** Your goal **
Extract every line of the records below and reproduce each one verbatim, in the same order.

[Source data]
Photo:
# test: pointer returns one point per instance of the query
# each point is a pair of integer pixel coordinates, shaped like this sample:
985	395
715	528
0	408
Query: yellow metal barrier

** Expected output **
Photo:
# test: pointer returns one point per instance of the query
# each point is a pair of integer pixel coordinates, shaped like this sample:
985	395
715	528
0	408
Query: yellow metal barrier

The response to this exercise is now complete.